* [Exercise aim] Please retype the stretch of the concurrence below from "US AIRWAYS, INC., PETITIONER" through "Justice O’Connor, concurring.", word for word.

* [Given passage]
# # # # # # #
SUPREME COURT OF THE UNITED STATES


No. 00—1250

US AIRWAYS, INC., PETITIONER v.
ROBERT BARNETT

ON WRIT OF CERTIORARI TO THE UNITED STATES COURT OF APPEALS FOR THE NINTH CIRCUIT

[April 29, 2002]

Justice O’Connor, concurring.

I agree with portions of the opinion of the Court, but I find problematic the Court’s test for determining whether the fact that a job reassignment violates a seniority system makes the reassignment an unreasonable accommodation under the Americans with Disabilities Act of 1990 (ADA or Act), 42 U.S.C. § 12101 et seq. (1994 ed. and Supp. V). Although a seniority system plays an important role in the workplace, for the reasons I explain below, I would prefer to say that the effect of a seniority system on the reasonableness of a reassignment as an accommodation for purposes of the ADA depends on whether the seniority system is legally enforceable. “Were it possible for me to adhere to [this belief] in my vote, and for the Court at the same time to [adopt a majority rule],” I would do so. Screws v. United States, 325 U.S. 91, 134 (1945) (Rutledge, J., concurring in result). “The Court, however, is divided in opinion,” ibid., and if each member voted consistently with his or her beliefs, we would not agree on a resolution of the question presented in this case. Yet “[s]talemate should not prevail,” ibid., particularly in a case in which we are merely interpreting a statute. Accordingly, in order that the Court may adopt a rule, and because I believe the Court’s rule will often lead to the same outcome as the one I would have adopted, I join the Court’s opinion despite my concerns. Cf. Bragdon v. Abbott, 524 U.S. 624, 655—656 (1998) (Stevens, J., joined by Breyer, J., con-curring); Olmstead v. L. C., 527 U.S. 581, 607—608
(1999) (Stevens, J., concurring in part and concurring in judgment).
# # # # # # #
* [Records provided]
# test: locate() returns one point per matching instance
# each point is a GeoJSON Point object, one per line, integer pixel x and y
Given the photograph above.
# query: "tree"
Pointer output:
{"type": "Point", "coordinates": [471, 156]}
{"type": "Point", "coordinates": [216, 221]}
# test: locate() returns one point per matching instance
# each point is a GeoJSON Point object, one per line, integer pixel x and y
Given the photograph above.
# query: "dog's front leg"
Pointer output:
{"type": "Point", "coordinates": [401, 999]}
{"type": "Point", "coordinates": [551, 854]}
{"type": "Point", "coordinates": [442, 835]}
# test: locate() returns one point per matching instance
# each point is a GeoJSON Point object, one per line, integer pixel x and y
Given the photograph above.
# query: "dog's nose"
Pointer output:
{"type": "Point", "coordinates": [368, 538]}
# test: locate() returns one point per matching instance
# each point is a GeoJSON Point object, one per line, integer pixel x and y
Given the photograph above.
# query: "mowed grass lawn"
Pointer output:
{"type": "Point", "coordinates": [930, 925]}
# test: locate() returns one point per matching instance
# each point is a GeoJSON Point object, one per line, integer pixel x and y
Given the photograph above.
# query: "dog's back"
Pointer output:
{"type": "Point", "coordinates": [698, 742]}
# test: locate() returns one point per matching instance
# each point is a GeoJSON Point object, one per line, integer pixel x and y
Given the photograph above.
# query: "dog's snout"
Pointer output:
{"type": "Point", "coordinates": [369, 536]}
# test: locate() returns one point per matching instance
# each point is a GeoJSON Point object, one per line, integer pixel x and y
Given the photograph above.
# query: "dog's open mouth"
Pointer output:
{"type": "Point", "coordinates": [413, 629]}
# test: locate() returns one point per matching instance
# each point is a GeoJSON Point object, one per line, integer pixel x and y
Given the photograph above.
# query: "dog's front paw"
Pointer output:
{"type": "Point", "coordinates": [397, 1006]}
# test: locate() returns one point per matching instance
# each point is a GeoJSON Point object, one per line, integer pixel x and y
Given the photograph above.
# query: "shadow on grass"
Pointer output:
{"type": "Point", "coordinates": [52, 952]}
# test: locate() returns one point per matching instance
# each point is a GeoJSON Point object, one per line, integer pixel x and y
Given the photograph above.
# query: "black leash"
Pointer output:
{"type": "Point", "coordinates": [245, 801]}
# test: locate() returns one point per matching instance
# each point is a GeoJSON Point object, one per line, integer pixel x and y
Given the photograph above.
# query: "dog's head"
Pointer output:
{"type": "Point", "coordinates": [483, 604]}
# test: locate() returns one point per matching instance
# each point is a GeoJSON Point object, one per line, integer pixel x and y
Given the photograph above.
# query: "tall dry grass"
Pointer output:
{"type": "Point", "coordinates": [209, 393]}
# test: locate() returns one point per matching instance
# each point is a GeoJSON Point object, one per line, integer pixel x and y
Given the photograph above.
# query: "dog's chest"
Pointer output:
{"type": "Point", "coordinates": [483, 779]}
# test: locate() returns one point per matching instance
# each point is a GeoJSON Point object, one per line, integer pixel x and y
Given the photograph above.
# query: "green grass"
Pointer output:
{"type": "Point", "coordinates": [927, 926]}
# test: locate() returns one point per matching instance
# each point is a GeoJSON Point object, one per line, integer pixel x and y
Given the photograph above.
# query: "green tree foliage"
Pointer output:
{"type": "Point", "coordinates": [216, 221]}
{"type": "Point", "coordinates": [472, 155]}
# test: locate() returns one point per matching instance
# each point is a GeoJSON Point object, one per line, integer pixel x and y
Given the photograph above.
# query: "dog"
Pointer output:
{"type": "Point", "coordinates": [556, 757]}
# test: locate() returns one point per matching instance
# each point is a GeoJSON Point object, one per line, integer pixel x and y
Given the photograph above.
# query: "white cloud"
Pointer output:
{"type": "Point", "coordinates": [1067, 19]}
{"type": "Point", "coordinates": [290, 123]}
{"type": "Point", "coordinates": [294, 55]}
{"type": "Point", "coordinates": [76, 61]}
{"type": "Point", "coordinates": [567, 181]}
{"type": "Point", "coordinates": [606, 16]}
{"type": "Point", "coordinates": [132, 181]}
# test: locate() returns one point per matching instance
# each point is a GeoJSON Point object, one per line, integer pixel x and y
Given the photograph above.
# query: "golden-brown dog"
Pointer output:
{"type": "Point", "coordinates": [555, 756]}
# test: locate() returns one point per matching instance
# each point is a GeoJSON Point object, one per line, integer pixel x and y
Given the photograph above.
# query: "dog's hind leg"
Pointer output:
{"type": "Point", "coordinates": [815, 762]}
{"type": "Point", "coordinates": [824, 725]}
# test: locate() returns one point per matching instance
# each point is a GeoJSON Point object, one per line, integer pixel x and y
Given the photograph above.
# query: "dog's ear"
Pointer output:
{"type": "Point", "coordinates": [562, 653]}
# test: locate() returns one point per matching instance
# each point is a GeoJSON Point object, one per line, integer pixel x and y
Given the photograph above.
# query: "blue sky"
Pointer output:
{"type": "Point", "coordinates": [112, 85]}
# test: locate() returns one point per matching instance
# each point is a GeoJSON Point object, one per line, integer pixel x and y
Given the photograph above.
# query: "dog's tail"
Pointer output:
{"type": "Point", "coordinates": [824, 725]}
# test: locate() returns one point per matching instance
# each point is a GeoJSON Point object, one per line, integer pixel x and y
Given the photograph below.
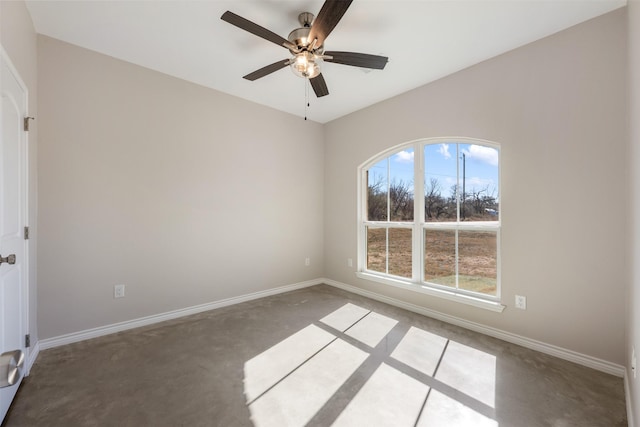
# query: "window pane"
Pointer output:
{"type": "Point", "coordinates": [477, 263]}
{"type": "Point", "coordinates": [377, 249]}
{"type": "Point", "coordinates": [377, 185]}
{"type": "Point", "coordinates": [440, 257]}
{"type": "Point", "coordinates": [401, 186]}
{"type": "Point", "coordinates": [440, 179]}
{"type": "Point", "coordinates": [400, 252]}
{"type": "Point", "coordinates": [479, 178]}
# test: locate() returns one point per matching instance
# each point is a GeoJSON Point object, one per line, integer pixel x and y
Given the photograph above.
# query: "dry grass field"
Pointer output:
{"type": "Point", "coordinates": [477, 257]}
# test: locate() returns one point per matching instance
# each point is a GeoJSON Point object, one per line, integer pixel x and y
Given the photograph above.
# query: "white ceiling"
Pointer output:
{"type": "Point", "coordinates": [424, 40]}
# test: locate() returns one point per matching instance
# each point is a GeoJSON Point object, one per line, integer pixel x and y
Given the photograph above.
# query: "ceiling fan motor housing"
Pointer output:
{"type": "Point", "coordinates": [300, 36]}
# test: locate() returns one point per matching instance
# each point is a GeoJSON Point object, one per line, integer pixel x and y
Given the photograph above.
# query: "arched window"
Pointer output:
{"type": "Point", "coordinates": [430, 219]}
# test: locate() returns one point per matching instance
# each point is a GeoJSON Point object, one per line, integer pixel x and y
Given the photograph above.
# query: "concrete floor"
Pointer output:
{"type": "Point", "coordinates": [317, 356]}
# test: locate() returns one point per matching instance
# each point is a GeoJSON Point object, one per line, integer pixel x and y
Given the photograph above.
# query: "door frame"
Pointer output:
{"type": "Point", "coordinates": [29, 351]}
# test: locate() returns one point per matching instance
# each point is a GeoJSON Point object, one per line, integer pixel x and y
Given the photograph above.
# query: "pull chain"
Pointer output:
{"type": "Point", "coordinates": [306, 97]}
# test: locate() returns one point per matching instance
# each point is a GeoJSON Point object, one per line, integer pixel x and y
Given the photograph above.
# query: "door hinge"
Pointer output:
{"type": "Point", "coordinates": [26, 123]}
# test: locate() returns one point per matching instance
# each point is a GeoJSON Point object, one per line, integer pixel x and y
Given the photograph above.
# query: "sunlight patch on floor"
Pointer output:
{"type": "Point", "coordinates": [424, 380]}
{"type": "Point", "coordinates": [296, 399]}
{"type": "Point", "coordinates": [344, 317]}
{"type": "Point", "coordinates": [471, 371]}
{"type": "Point", "coordinates": [265, 370]}
{"type": "Point", "coordinates": [372, 329]}
{"type": "Point", "coordinates": [421, 350]}
{"type": "Point", "coordinates": [389, 398]}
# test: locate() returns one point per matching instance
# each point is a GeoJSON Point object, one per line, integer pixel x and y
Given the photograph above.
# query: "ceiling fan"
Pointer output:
{"type": "Point", "coordinates": [306, 45]}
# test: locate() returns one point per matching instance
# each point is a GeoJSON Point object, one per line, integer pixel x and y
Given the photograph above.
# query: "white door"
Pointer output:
{"type": "Point", "coordinates": [13, 215]}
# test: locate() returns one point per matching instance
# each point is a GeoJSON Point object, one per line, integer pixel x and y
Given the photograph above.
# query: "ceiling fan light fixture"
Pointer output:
{"type": "Point", "coordinates": [305, 65]}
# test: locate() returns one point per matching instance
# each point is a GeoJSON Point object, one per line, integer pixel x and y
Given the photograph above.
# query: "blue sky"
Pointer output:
{"type": "Point", "coordinates": [481, 166]}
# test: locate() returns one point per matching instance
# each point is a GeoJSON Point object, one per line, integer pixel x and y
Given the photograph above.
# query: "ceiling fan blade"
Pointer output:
{"type": "Point", "coordinates": [363, 60]}
{"type": "Point", "coordinates": [330, 14]}
{"type": "Point", "coordinates": [255, 29]}
{"type": "Point", "coordinates": [319, 86]}
{"type": "Point", "coordinates": [267, 70]}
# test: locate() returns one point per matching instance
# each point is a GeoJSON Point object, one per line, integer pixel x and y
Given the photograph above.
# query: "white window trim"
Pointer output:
{"type": "Point", "coordinates": [416, 284]}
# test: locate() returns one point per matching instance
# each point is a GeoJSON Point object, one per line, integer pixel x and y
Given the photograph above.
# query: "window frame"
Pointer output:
{"type": "Point", "coordinates": [419, 225]}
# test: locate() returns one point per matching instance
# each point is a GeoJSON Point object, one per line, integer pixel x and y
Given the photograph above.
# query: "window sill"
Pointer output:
{"type": "Point", "coordinates": [451, 296]}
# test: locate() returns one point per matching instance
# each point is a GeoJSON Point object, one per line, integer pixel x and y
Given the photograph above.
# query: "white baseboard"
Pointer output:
{"type": "Point", "coordinates": [156, 318]}
{"type": "Point", "coordinates": [627, 393]}
{"type": "Point", "coordinates": [562, 353]}
{"type": "Point", "coordinates": [33, 355]}
{"type": "Point", "coordinates": [572, 356]}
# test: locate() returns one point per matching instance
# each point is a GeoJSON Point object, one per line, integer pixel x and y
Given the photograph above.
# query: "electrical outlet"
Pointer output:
{"type": "Point", "coordinates": [118, 291]}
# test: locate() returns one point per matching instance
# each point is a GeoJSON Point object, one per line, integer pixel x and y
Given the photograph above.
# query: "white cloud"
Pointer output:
{"type": "Point", "coordinates": [444, 150]}
{"type": "Point", "coordinates": [484, 154]}
{"type": "Point", "coordinates": [404, 157]}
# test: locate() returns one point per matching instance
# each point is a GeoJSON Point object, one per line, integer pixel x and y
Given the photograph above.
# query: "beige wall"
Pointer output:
{"type": "Point", "coordinates": [557, 108]}
{"type": "Point", "coordinates": [182, 193]}
{"type": "Point", "coordinates": [18, 39]}
{"type": "Point", "coordinates": [633, 319]}
{"type": "Point", "coordinates": [169, 187]}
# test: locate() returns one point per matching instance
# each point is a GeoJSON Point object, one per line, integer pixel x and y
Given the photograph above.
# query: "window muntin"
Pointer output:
{"type": "Point", "coordinates": [456, 245]}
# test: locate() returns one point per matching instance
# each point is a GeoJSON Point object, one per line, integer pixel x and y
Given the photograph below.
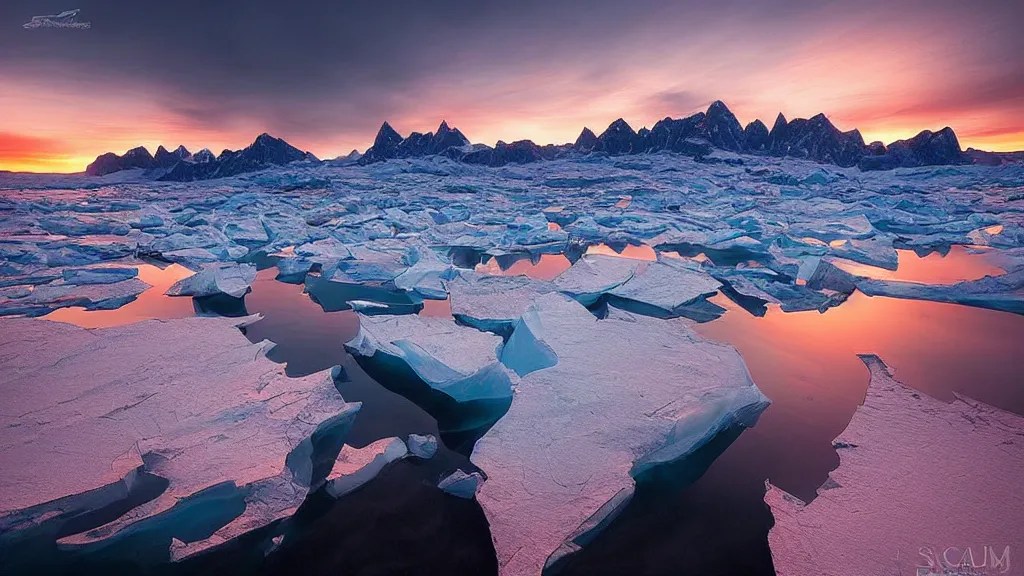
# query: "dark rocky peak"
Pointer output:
{"type": "Point", "coordinates": [587, 140]}
{"type": "Point", "coordinates": [816, 138]}
{"type": "Point", "coordinates": [519, 152]}
{"type": "Point", "coordinates": [103, 164]}
{"type": "Point", "coordinates": [268, 150]}
{"type": "Point", "coordinates": [756, 136]}
{"type": "Point", "coordinates": [777, 130]}
{"type": "Point", "coordinates": [138, 158]}
{"type": "Point", "coordinates": [385, 146]}
{"type": "Point", "coordinates": [722, 128]}
{"type": "Point", "coordinates": [620, 138]}
{"type": "Point", "coordinates": [166, 159]}
{"type": "Point", "coordinates": [446, 137]}
{"type": "Point", "coordinates": [110, 162]}
{"type": "Point", "coordinates": [203, 156]}
{"type": "Point", "coordinates": [670, 133]}
{"type": "Point", "coordinates": [875, 149]}
{"type": "Point", "coordinates": [926, 149]}
{"type": "Point", "coordinates": [414, 146]}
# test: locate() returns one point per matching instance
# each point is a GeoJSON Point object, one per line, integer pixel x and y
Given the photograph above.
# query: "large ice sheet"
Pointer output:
{"type": "Point", "coordinates": [999, 292]}
{"type": "Point", "coordinates": [663, 288]}
{"type": "Point", "coordinates": [624, 396]}
{"type": "Point", "coordinates": [48, 297]}
{"type": "Point", "coordinates": [467, 372]}
{"type": "Point", "coordinates": [188, 403]}
{"type": "Point", "coordinates": [919, 479]}
{"type": "Point", "coordinates": [593, 275]}
{"type": "Point", "coordinates": [230, 279]}
{"type": "Point", "coordinates": [493, 302]}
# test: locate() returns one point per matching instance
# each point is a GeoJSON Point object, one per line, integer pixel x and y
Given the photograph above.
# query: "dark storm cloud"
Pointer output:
{"type": "Point", "coordinates": [318, 67]}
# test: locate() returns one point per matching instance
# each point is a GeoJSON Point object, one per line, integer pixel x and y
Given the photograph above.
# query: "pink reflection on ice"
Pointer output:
{"type": "Point", "coordinates": [148, 305]}
{"type": "Point", "coordinates": [641, 252]}
{"type": "Point", "coordinates": [957, 265]}
{"type": "Point", "coordinates": [547, 268]}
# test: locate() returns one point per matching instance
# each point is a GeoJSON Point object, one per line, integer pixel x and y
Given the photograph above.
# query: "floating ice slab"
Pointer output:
{"type": "Point", "coordinates": [999, 292]}
{"type": "Point", "coordinates": [466, 372]}
{"type": "Point", "coordinates": [461, 485]}
{"type": "Point", "coordinates": [493, 302]}
{"type": "Point", "coordinates": [230, 279]}
{"type": "Point", "coordinates": [593, 275]}
{"type": "Point", "coordinates": [48, 297]}
{"type": "Point", "coordinates": [356, 466]}
{"type": "Point", "coordinates": [919, 480]}
{"type": "Point", "coordinates": [98, 275]}
{"type": "Point", "coordinates": [625, 395]}
{"type": "Point", "coordinates": [237, 443]}
{"type": "Point", "coordinates": [663, 288]}
{"type": "Point", "coordinates": [422, 446]}
{"type": "Point", "coordinates": [426, 275]}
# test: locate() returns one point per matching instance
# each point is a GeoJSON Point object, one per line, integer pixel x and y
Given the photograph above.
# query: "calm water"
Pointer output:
{"type": "Point", "coordinates": [805, 362]}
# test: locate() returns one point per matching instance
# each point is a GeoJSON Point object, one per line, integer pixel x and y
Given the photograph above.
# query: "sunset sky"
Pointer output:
{"type": "Point", "coordinates": [324, 74]}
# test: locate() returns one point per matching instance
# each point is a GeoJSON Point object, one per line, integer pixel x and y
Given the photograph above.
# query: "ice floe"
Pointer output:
{"type": "Point", "coordinates": [583, 427]}
{"type": "Point", "coordinates": [229, 279]}
{"type": "Point", "coordinates": [182, 425]}
{"type": "Point", "coordinates": [923, 487]}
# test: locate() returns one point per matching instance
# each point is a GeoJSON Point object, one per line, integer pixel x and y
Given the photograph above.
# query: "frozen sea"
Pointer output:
{"type": "Point", "coordinates": [948, 240]}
# # # # # # #
* [Written response]
US AIRWAYS, INC., PETITIONER v.
ROBERT BARNETT

ON WRIT OF CERTIORARI TO THE UNITED STATES COURT OF APPEALS FOR THE NINTH CIRCUIT

[April 29, 2002]

Justice O’Connor, concurring.